Rewrite all of the records below, replacing "Target" with "Label" wherever it occurs and leaving everything else unchanged.

---

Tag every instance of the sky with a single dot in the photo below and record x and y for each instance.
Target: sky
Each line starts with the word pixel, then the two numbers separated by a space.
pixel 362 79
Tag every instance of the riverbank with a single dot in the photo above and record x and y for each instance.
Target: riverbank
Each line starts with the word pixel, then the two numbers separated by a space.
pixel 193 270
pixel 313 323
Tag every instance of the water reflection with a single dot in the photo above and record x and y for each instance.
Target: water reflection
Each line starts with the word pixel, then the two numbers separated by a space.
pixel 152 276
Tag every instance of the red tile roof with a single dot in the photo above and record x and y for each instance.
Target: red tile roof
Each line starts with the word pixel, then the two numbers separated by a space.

---

▶ _Complete answer_:
Tag every instance of the sky with a single dot in the photo below and record x and y for each instance.
Label: sky
Each line starts with the word pixel, then the two numbers separated by a space.
pixel 362 79
Tag every instance of the riverbank with a single dot in the photo above and record x and y for each instance.
Label: riverbank
Each line starts with the word pixel, then the two numbers separated by a space.
pixel 193 270
pixel 313 323
Tag every instance of the water reflection with a single dot in the photo above and record x and y for each instance.
Label: water reflection
Each line starts with the word pixel, then the two numbers separated by a space.
pixel 152 276
Tag every instance of the red tile roof with a single dot in the photo above and record x and y for each instance.
Label: red tile roof
Each line starts with the word pixel, then the two numbers separated by a space.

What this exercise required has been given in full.